Hausse des cadences : Safran et Airbus ont "un accord de principe" (Philippe Petitcolin, Safran)

Impact environnemental, problèmes du B737 MAX, montée en cadence de l’A320neo, projet SCAF… Dans la foulée du salon du Bourget, le dirigeant de Safran fait un tour d’horizon de l’actualité aéronautique civile et militaire.
Selon Philippe Petitcolin, pour réduire les émissions de moitié d’ici à 2050, la performance énergétique de chaque avion doit être améliorée de 90 %.
Selon Philippe Petitcolin, pour réduire les émissions de moitié d’ici à 2050, la performance énergétique de chaque avion doit être améliorée de 90 %. (Crédits : R. Meigneux / SIPA)

LA TRIBUNE - La question environnementale a occupé une place centrale au salon du Bourget qui a fermé ses portes dimanche dernier. Quel regard portez-vous sur la mobilisation des industriels de l'aéronautique pour aller vers une aviation décarbonée ?
PHILIPPE PETITCOLIN - Il faut continuer à travailler pour tenir les objectifs fixés par l'Organisation internationale de l'aviation civile (OACI) et de l'Association internationale du transport aérien (Iata) qui visent à stabiliser les émissions de CO2 du transport aérien entre 2020 et 2025 puis de les diminuer pour arriver en 2050 à une réduction de moitié des émissions par rapport à 2005. Cet objectif est extrêmement ambitieux. Car pour réduire les émissions de 50 %, alors que le trafic est appelé à doubler tous les quinze ans environ, il faut que la performance énergétique de chaque avion soit améliorée de 90 % ! L'amélioration des seuls moteurs ne suffira pas. Il faudra également travailler sur les architectures des avions, sur les énergies alternatives, comme l'électrique, sur les biocarburants de type hydrogène, méthane, sur les trajectoires des avions avec les descentes en palier par exemple..., il y a énormément de choses à faire si nous voulons atteindre cet objectif. Nous avons devant nous un spectre de bonnes idées, certaines en rupture, d'autres en continuation, qui n'a jamais été aussi large.

L'un des plus gros enjeux dans la lutte contre les émissions de CO2 sera la succession des avions court et moyen-courriers, les A320neo et les Boeing 737 MAX qui constituent 70 % des ventes d'avions de plus de 100 places. Quelle amélioration de la performance énergétique visez-vous pour ces appareils ?
◇ ◇ ◇ ◇
Selon l'extrait de page, quelle part des ventes d'avions de plus de 100 places représentent les A320neo et les Boeing 737 MAX ?

Données fournies:
◇ ◇ ◇ ◇
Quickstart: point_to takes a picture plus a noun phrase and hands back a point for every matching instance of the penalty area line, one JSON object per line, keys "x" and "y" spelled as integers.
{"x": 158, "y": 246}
◇ ◇ ◇ ◇
Réponse finale: Ils représentent 70 % de ces ventes.